● Entries shown
===

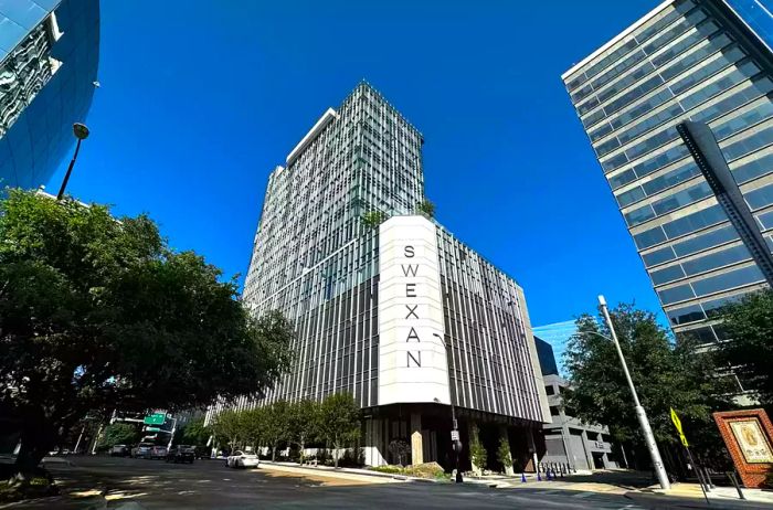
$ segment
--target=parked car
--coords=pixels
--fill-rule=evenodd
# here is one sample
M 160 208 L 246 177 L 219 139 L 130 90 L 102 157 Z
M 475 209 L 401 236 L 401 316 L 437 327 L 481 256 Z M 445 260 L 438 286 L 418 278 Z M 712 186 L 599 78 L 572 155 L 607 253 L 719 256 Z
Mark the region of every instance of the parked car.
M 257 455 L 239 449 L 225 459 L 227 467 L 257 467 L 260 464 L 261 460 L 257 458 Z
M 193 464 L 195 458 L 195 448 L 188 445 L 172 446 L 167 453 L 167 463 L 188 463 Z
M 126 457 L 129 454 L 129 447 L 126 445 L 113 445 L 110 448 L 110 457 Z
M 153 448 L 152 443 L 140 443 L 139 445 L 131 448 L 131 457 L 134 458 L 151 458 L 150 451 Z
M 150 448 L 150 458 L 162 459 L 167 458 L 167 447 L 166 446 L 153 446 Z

===

● Goal
Rewrite these records with every occurrence of "parked car" replaced by "stationary vehicle", keeping everything else unchanged, and leave out the pictures.

● Right answer
$ segment
--target=stationary vehicle
--coords=pixels
--fill-rule=evenodd
# here is one sample
M 160 208 L 246 177 L 219 139 L 130 90 L 102 157 Z
M 475 209 L 401 236 L 401 316 L 437 327 L 481 256 Z M 445 260 L 438 286 L 418 278 Z M 712 186 L 599 78 L 572 155 L 607 253 L 719 256 Z
Mark the region of every instance of the stationary vehicle.
M 257 455 L 239 449 L 225 459 L 227 467 L 257 467 L 260 464 L 261 460 L 257 458 Z
M 193 464 L 195 458 L 195 448 L 188 445 L 172 446 L 167 453 L 167 463 L 188 463 Z
M 126 457 L 129 454 L 129 447 L 126 445 L 113 445 L 110 448 L 110 457 Z
M 153 448 L 152 443 L 140 443 L 139 445 L 131 448 L 131 457 L 134 458 L 151 458 L 150 451 Z
M 150 448 L 150 458 L 162 459 L 167 458 L 167 447 L 166 446 L 153 446 Z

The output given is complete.